### Input for this task

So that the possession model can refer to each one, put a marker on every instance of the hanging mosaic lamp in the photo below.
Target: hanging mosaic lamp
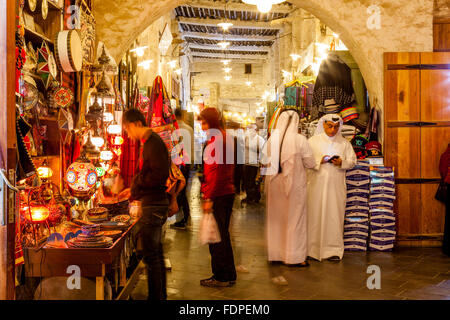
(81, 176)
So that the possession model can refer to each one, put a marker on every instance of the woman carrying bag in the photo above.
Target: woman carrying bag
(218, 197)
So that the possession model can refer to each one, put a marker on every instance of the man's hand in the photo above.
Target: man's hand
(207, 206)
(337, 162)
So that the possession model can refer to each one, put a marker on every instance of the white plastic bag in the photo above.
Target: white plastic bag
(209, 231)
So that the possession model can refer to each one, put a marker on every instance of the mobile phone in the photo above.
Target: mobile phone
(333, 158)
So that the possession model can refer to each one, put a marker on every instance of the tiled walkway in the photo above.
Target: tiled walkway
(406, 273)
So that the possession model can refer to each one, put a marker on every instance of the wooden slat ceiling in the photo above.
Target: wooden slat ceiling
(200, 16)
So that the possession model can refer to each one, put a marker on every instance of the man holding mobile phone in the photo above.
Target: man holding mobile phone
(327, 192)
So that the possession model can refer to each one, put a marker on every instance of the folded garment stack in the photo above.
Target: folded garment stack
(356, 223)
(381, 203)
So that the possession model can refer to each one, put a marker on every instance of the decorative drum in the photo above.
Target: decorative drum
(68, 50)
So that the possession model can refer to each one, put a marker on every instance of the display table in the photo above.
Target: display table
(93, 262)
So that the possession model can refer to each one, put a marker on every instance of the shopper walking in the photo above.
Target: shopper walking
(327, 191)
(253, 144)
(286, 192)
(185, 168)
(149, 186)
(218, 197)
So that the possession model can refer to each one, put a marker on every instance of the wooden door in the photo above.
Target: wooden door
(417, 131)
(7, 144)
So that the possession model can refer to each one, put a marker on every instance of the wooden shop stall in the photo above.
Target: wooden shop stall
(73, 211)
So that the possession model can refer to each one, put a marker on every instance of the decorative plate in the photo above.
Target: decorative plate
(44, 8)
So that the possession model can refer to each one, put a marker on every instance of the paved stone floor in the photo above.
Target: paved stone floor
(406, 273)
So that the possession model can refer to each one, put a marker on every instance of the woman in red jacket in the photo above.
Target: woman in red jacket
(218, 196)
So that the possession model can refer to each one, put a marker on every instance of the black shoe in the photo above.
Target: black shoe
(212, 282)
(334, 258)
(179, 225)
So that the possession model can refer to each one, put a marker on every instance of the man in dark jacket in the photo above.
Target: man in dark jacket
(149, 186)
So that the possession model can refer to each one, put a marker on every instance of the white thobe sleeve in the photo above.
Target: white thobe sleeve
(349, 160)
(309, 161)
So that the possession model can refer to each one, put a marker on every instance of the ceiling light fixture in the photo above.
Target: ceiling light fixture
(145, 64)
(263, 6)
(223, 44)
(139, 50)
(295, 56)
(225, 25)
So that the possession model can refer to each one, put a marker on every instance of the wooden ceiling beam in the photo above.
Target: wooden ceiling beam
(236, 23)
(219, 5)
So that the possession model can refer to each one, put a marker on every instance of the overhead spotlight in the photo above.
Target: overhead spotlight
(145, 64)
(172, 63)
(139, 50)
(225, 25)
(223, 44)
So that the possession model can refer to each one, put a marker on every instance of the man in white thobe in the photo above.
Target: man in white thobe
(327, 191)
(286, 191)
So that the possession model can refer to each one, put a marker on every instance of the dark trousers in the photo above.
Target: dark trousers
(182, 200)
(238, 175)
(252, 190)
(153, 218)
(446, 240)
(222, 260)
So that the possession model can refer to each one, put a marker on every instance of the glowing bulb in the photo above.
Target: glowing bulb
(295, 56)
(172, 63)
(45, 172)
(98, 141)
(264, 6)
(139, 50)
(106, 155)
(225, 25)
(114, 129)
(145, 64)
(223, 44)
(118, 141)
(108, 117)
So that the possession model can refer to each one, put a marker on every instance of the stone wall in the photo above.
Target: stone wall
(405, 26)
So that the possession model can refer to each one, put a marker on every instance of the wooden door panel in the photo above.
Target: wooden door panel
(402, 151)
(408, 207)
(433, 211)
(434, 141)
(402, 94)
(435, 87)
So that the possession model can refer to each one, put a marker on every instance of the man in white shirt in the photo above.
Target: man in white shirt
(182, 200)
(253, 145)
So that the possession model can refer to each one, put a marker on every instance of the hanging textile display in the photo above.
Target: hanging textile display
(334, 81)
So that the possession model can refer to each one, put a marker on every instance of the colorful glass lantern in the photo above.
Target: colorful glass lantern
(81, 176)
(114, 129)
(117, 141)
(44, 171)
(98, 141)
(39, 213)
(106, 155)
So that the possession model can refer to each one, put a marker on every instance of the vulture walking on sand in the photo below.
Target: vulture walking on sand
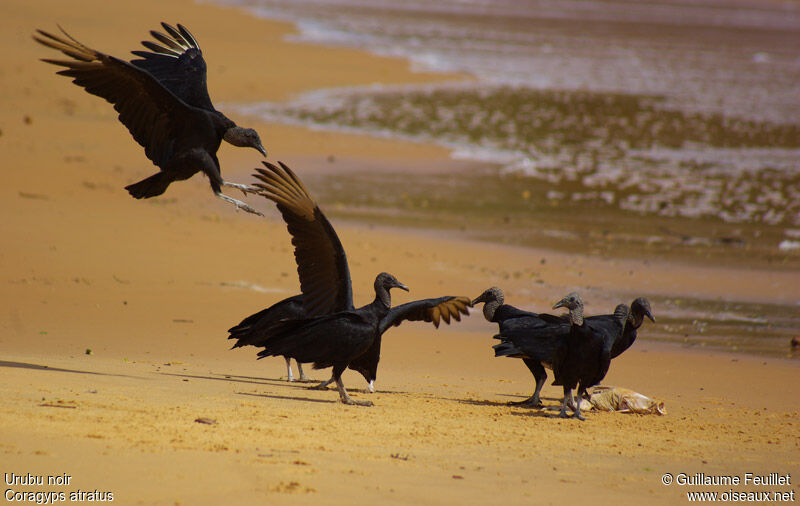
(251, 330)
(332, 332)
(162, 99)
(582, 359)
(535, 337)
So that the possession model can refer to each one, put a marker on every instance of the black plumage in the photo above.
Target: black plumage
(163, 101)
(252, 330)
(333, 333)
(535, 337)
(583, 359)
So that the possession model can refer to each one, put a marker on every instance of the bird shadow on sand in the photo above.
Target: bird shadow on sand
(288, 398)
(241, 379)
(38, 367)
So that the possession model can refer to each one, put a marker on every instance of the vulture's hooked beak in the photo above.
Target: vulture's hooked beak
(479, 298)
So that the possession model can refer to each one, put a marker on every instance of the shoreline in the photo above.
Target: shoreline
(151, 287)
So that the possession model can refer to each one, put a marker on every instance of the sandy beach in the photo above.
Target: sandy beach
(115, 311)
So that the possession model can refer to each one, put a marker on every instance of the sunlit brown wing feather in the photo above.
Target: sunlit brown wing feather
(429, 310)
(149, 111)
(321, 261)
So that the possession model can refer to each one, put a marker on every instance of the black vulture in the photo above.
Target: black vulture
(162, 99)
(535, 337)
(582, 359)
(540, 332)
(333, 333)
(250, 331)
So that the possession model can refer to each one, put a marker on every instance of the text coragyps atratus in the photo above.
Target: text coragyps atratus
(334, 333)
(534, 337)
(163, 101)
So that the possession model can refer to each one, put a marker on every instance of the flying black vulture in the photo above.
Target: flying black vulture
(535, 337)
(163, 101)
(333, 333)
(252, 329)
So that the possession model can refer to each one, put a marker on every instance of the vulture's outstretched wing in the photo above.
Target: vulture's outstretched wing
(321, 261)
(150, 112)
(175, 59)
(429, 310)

######

Task directions
Copy the listing over exactly, skipping the pictures it holds.

Response
So that the possession model can refer to each one, put a marker on every instance of the hanging mosaic lamp in the photo below.
Target: hanging mosaic lamp
(81, 176)
So that the possession model can refer to each one, put a marker on every instance of the woman carrying bag in the photo above.
Target: woman carrying bag
(218, 197)
So that the possession model can refer to each one, put a marker on every instance of the man's hand in the photo above.
Target: man's hand
(207, 206)
(337, 162)
So that the possession model can refer to each one, put a marker on every instance of the white plastic bag in the photo above.
Target: white plastic bag
(209, 231)
So that the possession model can refer to each one, put a marker on every instance of the mobile phone in the photo above.
Target: mobile phone
(333, 158)
So that the possession model can refer to each one, put a marker on every instance of the tiled walkway in the photo above.
Target: tiled walkway
(406, 273)
So that the possession model can refer to each one, put a marker on every instance of the wooden slat ceiling in the photo above.
Target: wooden slat ceiling
(200, 16)
So that the possession model can refer to each one, put a marker on every instance of the man holding mobile phone in the photo above.
Target: man holding mobile phone
(327, 192)
So that the possession model can refer to each one, put a marker on every instance of the folded garment stack in the photo above.
Target: folded garment stack
(356, 223)
(381, 203)
So that the possession model can refer to each one, put a marker on every instance of the decorative drum in the photo above.
Target: decorative drum
(68, 50)
So that the possession model can refer to each one, put a marker on every instance of the display table in the photo above.
Target: display table
(93, 262)
So that the possession model can refer to each one, put a marker on every instance of the shopper walking in the photo above.
Target: shopper walking
(327, 191)
(253, 144)
(286, 192)
(185, 168)
(149, 186)
(218, 197)
So that the possession model can refer to each one, put a marker on every instance of the wooden door in the photo above.
Target: wooden door
(417, 131)
(7, 144)
So that the possession model can refer to each one, put a marker on every instance of the wooden shop stall in the photo above.
Target: wooden shop stall
(73, 211)
So that the possession model can refer to each one, put a marker on every instance of the decorative plate in the photo above.
Target: decorative plate
(44, 8)
So that the possession model can refer to each one, put a marker on every instance of the paved stone floor in the photo above.
Target: paved stone floor
(406, 273)
So that the possession model can refer to each one, put a marker on every instance of the woman in red jacket in the photo above.
Target: woman in red jacket
(218, 196)
So that the possession model can refer to each one, put a marker on every instance of the black shoe in the photo above.
Target: black shoe
(212, 282)
(334, 258)
(179, 225)
So that the possession model can refer to each one, put a marker on every instance of the man in dark jacket in the photo above.
Target: man in dark jacket
(149, 186)
So that the possession model can refer to each one, put a marker on every instance of the white thobe sleeve in the photo above.
Target: white thobe sleeve
(349, 160)
(309, 161)
So that the possession model can refer to each one, put a marker on every instance of the ceiling light fixture in the photo above.
Target: ceiling light fixture
(145, 64)
(263, 6)
(223, 44)
(139, 50)
(295, 56)
(225, 25)
So that the possession model can refer to each one, put a marker on every instance of the wooden ceiling beam in the photo above.
Target: wooden ceiling beam
(236, 23)
(219, 5)
So that the possession model can refer to each one, put a marker on every instance of the overhead spotlight in the photo above.
Target: overhead spotlight
(145, 64)
(172, 63)
(139, 50)
(225, 25)
(223, 44)
So that the possession model can refer to each one, put a marker on every instance of the man in white thobe in the photo above.
Target: man in white thobe
(327, 191)
(286, 191)
So that the possession model can refer to each one, put a marker on every instance of the dark trousers in the photo above.
Target: dark trousers
(182, 200)
(238, 175)
(252, 190)
(153, 218)
(446, 240)
(222, 260)
So that the possession model can refer to each one, put a marker on every instance of the glowing bulb in the photo above.
Target: glowing bulb
(295, 56)
(172, 63)
(45, 172)
(98, 141)
(264, 6)
(139, 50)
(106, 155)
(225, 25)
(114, 129)
(145, 64)
(223, 44)
(118, 141)
(108, 117)
So that the possession model can refer to each one, put a marker on every instance of the stone wall in the photo above.
Target: stone wall
(405, 26)
So that the possession model can refer to each one, put a marker on every instance of the wooden door panel in the photo above.
Target: wooden door panel
(402, 151)
(408, 207)
(433, 211)
(434, 141)
(402, 94)
(435, 87)
So that the possession model can refer to each one, put a marker on every instance of the man in white shirt in the photo above.
Target: man in white shirt
(182, 200)
(253, 145)
So that the possession model can refer to each one, put a marker on every instance of the hanging textile display in the photo above.
Target: hanging textile display
(334, 81)
So that the possession model can refer to each one, put a marker on every instance of the colorful glass lantern in the photo above.
Target: colorful glass lantern
(81, 176)
(114, 129)
(117, 141)
(44, 171)
(98, 141)
(39, 213)
(106, 155)
So that the possession model can refer to each one, put a marker on every instance of the vulture walking on sand in the photo below.
Target: vulture walking on sand
(251, 330)
(332, 332)
(162, 99)
(582, 359)
(535, 337)
So that the possession model can refer to each one, put a marker on every instance of the black plumage in the photo above.
Target: black plumage
(163, 101)
(252, 330)
(333, 333)
(535, 337)
(583, 359)
So that the possession model can refer to each one, put a marker on every instance of the bird shadow on sand in the photo above.
Target: bird shadow on sand
(288, 398)
(241, 379)
(38, 367)
So that the possession model can refer to each one, put a marker on every instance of the vulture's hooked beak in the photo above.
Target: vulture's hooked beak
(479, 298)
So that the possession model can refer to each one, put a marker on every instance of the shoreline in the photo above.
Target: shoreline
(151, 287)
So that the possession model can refer to each one, put a marker on every instance of the sandy beach in the photo above.
Target: sandy beach
(115, 311)
So that the possession model can refer to each one, put a marker on every instance of the sunlit brown wing feather in the photo above.
Target: sunlit brown wing feather
(429, 310)
(149, 111)
(321, 261)
So that the possession model can refer to each one, put a marker on every instance of the black vulture in the photo above.
Target: black vulture
(162, 99)
(535, 337)
(582, 359)
(540, 332)
(333, 333)
(250, 331)
So that the possession model can refer to each one, put a marker on every instance of the text coragyps atratus in the photo above.
Target: text coragyps atratus
(334, 333)
(534, 337)
(163, 101)
So that the possession model can refer to each one, put a marker on every instance of the flying black vulture in the photo above.
Target: flying black vulture
(535, 337)
(163, 101)
(333, 333)
(252, 329)
So that the possession model can refer to each one, put a marker on every instance of the vulture's outstretched wing in the photo above.
Target: vulture's outstretched wing
(321, 261)
(150, 112)
(175, 59)
(429, 310)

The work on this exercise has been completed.